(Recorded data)
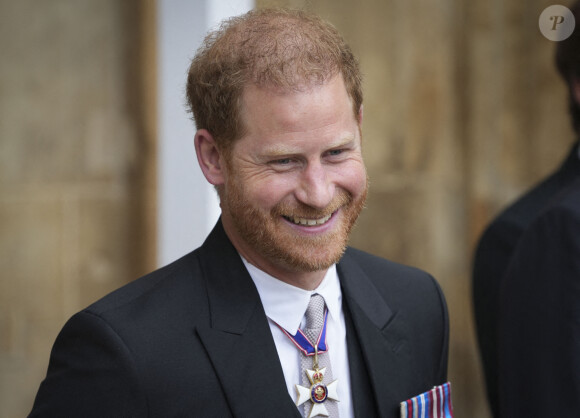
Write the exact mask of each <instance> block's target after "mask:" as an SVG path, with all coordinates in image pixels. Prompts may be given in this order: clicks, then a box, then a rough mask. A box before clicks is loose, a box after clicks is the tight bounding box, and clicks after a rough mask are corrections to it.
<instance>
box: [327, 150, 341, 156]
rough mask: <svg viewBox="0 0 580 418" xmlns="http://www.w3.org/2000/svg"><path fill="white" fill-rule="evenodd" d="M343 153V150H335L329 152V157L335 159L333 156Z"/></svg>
mask: <svg viewBox="0 0 580 418" xmlns="http://www.w3.org/2000/svg"><path fill="white" fill-rule="evenodd" d="M343 152H344V150H343V149H333V150H330V151H328V155H330V156H331V157H333V156H337V155H340V154H342V153H343Z"/></svg>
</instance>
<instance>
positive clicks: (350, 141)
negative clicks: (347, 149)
mask: <svg viewBox="0 0 580 418" xmlns="http://www.w3.org/2000/svg"><path fill="white" fill-rule="evenodd" d="M355 141H356V136H348V137H344V138H341V139H339V140H337V141H335V142H331V143H330V144H329V146H328V147H326V149H327V150H331V149H337V148H341V147H345V146H351V145H352V144H353V143H354V142H355ZM300 153H301V152H299V151H298V149H297V148H296V147H293V146H291V145H287V144H276V145H272V146H271V147H267V148H265V149H263V150H262V151H261V152H260V154H261V155H263V156H267V157H269V158H275V157H282V156H286V155H297V154H300Z"/></svg>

-- What this task involves --
Lines with "instance": find them in the data and copy each one.

-- Exercise output --
Write the exact mask of each <instance> block's target after "mask:" as an SVG path, with all coordinates in image pixels. Prompts may be given in this order: clicks, then a box, then a rough mask. A box before clicks is loose, a box after clicks is the tight bounding box, and clicks after a rough mask are corrections to it.
<instance>
</instance>
<instance>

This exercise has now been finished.